** Provided records **
== Segment start ==
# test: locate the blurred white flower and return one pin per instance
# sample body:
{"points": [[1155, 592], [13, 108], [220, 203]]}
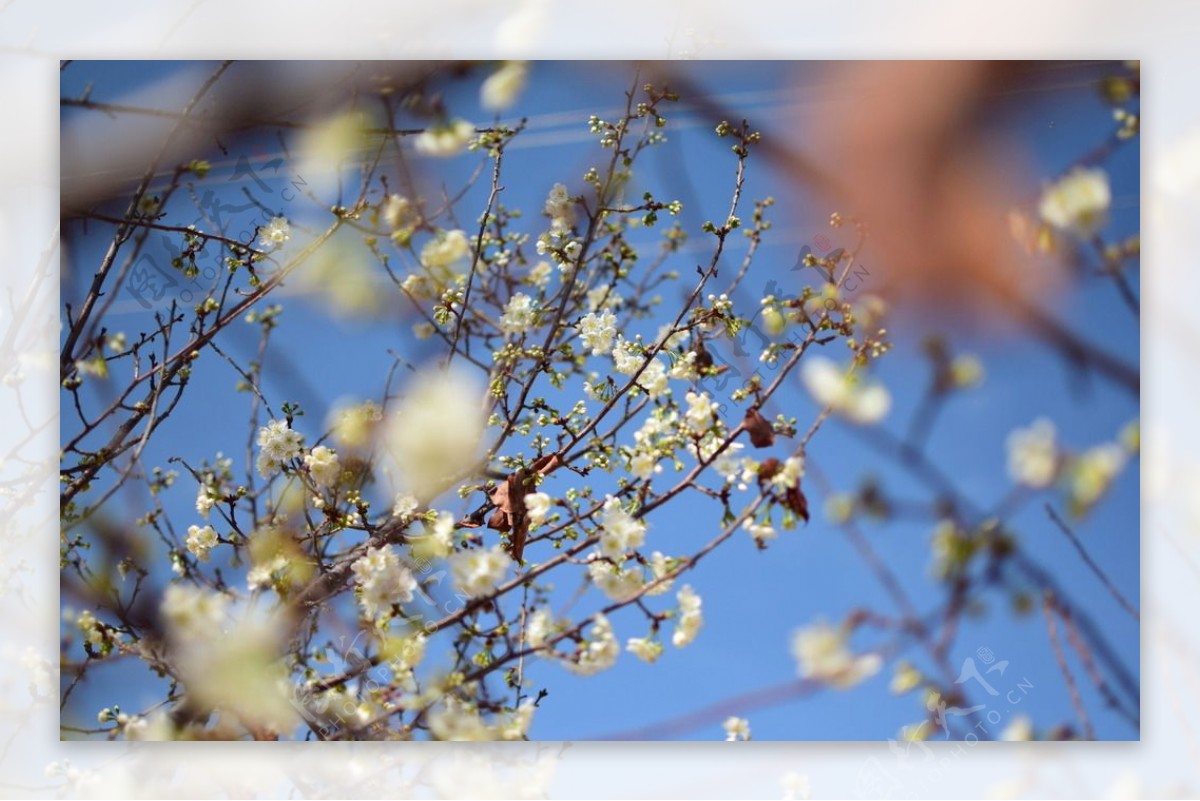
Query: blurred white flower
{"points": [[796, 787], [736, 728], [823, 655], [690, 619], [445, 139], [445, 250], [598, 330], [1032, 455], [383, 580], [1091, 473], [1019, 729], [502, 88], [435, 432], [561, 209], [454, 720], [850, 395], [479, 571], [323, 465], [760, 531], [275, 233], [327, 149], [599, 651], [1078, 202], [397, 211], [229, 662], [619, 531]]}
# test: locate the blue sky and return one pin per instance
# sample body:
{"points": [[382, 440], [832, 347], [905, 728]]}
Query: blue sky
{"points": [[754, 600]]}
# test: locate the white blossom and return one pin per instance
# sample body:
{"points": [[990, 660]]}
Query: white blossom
== Segment end ==
== Segment start ==
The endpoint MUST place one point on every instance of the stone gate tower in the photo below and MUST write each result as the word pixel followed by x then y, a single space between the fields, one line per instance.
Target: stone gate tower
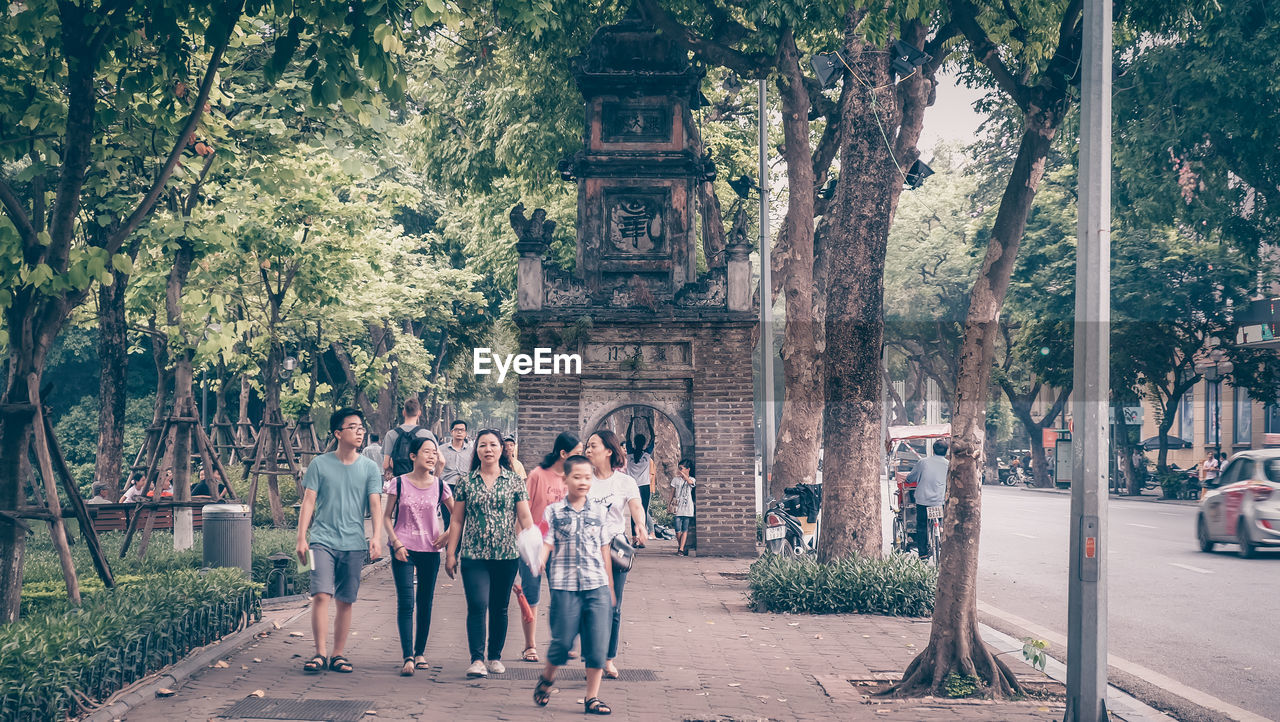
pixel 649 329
== Segment end ==
== Segment start ==
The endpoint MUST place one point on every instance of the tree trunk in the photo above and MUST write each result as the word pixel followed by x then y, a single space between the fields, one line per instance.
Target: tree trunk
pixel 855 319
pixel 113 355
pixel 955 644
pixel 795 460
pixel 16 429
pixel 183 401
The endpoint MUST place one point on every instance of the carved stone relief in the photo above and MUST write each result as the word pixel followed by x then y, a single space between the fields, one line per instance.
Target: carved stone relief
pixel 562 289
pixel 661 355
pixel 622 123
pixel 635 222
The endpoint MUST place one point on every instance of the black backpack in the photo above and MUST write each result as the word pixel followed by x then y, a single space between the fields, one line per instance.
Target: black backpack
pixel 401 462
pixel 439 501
== Segment end ==
** Goal of the exercise **
Reply with the number of lines in the data above that contain "every", and with nothing else.

** Output **
4